▶ **WRITTEN TASKS**:
**a)** In the Sonder passage, what was Sonder's revenue per available room in the third quarter?
**b)** Carry the Sonder passage forward from its final sentence, about the lowered guidance and foreign exchange.

▶ **SUPPLIED PASSAGE**:
= = =

Meanwhile, some corporations are newly trimming travel spend because of macroeconomic conditions.

But Sonder hopes in the long-term to reap incremental revenue per available room by adding business travelers to its customer mix. Sonder’s revenue per available room in the third quarter was $158, up 25 percent year over year.

“So the baseline is really low,” Francis Davidson, Sonder co-founder and CEO, told financial analysts during the company’s third quarter earnings call Wednesday, referring to its business travel initiative. “And so to us, as we’re adding these kind of corporate accounts, hopefully, a much more rapid speed than there would be any contraction of overall demand, that could be kind of a net gain for us. So this is how we see the opportunity is that there’s enormous white space for our business to generate corporate travel.”

No ‘Extreme Slowdown’ in Demand Expected

Sonder lowered its full-year 2022 revenue guidance to more than $455 million, which would be more than a 95 percent increase over 2021. In February, Sonder’s forecast for the year was for revenue growth of 100-110 percent.

Sonder President and Chief Financial Officer Sanjay Banker said the lowered guidance was mostly tied to unfavorable foreign exchange conditions.

= = =

▶ **LISTED RECORDS**:
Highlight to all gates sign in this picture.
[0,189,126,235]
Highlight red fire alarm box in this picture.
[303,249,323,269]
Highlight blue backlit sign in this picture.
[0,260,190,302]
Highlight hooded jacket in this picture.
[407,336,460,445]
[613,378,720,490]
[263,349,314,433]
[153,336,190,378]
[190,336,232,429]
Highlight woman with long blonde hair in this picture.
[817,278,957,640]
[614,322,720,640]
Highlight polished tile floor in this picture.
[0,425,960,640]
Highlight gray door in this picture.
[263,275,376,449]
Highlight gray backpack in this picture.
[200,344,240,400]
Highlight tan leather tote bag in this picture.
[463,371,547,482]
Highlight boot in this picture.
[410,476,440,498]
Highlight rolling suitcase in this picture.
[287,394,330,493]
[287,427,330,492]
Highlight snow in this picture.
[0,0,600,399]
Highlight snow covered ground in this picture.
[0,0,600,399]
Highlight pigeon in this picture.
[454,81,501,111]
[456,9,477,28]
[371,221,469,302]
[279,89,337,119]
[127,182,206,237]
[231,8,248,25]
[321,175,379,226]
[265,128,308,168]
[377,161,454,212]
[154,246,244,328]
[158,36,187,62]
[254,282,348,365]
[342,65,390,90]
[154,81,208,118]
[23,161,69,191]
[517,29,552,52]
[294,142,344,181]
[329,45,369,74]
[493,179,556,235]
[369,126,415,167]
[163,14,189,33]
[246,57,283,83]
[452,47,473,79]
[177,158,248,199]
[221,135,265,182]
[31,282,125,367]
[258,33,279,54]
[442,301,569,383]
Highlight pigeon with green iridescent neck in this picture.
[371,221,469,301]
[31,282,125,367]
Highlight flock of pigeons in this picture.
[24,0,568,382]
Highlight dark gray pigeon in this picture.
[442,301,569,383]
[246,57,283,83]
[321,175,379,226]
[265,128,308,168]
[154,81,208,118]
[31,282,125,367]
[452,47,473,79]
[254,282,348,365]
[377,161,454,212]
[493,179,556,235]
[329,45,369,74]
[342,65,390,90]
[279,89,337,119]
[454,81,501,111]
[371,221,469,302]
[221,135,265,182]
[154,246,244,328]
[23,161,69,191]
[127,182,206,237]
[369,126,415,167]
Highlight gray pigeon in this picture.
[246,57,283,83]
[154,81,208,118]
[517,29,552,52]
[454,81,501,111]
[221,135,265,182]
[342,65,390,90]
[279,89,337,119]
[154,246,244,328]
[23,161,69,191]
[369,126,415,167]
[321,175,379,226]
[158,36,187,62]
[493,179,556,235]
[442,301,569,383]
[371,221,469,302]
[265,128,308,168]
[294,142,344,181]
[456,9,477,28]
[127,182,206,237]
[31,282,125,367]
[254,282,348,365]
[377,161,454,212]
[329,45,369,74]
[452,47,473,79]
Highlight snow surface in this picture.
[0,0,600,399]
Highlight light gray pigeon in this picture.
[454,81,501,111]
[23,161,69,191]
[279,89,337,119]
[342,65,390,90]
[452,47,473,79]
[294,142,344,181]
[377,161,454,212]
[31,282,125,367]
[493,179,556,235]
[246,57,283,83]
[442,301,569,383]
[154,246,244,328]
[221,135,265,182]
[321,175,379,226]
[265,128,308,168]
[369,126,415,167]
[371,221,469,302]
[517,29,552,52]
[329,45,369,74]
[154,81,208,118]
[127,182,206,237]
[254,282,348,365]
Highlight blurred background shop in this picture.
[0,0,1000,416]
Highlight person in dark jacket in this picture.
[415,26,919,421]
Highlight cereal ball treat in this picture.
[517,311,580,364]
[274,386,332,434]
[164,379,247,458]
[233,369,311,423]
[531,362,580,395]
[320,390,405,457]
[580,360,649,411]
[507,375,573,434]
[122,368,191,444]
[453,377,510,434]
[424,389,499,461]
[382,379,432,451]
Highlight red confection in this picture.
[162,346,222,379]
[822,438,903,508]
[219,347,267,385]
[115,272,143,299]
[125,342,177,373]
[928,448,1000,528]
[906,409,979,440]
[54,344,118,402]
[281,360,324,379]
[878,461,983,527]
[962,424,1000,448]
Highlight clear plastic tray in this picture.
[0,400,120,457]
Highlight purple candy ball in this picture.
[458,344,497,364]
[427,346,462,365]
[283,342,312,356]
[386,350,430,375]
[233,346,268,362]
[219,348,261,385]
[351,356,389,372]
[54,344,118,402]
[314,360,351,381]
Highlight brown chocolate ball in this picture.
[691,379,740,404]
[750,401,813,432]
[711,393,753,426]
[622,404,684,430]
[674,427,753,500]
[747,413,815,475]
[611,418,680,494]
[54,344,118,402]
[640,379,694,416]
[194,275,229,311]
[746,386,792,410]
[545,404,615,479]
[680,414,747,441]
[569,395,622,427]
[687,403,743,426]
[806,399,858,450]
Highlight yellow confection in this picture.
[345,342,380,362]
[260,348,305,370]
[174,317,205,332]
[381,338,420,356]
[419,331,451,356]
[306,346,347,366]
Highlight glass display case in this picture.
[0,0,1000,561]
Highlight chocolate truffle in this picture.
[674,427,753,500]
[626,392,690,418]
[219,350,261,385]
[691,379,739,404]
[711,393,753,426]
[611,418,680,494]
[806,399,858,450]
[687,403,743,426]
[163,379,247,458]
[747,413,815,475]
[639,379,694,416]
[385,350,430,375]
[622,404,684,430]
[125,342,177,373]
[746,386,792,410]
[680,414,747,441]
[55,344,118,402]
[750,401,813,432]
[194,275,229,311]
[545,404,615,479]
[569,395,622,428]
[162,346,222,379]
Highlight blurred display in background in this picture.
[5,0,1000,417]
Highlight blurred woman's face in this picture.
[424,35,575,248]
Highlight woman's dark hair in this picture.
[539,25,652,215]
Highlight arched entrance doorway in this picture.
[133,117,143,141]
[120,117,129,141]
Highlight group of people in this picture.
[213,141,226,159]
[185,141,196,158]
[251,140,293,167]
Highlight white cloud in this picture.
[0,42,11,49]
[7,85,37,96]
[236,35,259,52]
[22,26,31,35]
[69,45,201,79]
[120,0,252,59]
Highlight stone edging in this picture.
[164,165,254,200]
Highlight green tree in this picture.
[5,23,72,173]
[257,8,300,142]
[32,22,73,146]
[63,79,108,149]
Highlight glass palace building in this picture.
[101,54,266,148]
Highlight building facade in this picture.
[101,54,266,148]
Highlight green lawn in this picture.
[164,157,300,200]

= = =

▶ **EXERCISE RESPONSES**:
**a)** $158, up 25 percent year over year.

**b)**
“And so bookable nights will be up sequentially for Q4, of course, but not as much as we had been expecting recently,” Banker said. “So when put all that together, without giving explicit guidance around sort of the decomposition, that’s what’s informing our revenue guide. It’s not, to be clear, a macro issue, but really about FX (foreign exchange) and new unit timing.”

Banker is transitioning out of his executive role, and will stay on through the end of the year while a search for a new chief financial officer is under way. He will join the Sonder board.

Sonder’s revenue grew 85 percent year over year to $125 million in the third quarter. The company is doing numerous things, such as reducing its planned pace of new property signings and trimming geographic expansion goals, in an effort to turn the company cash flow positive.

During the third quarter, Sonder’s free cash flow was negative $39 million versus negative $45 million in the second quarter. Cost cuts led to Sonder’s losing less money in the third quarter, versus the second quarter, but an expected dip in revenue per available room slowed the progress.

“We remain committed to reaching positive quarterly free cash flow within 2023 without additional fundraising and while preserving a robust cash cushion,” Davidson said.

Sonder’s share price fell 10.2 percent at Wednesday’s close and was down another 1 percent to $2 per share in after-hours trading.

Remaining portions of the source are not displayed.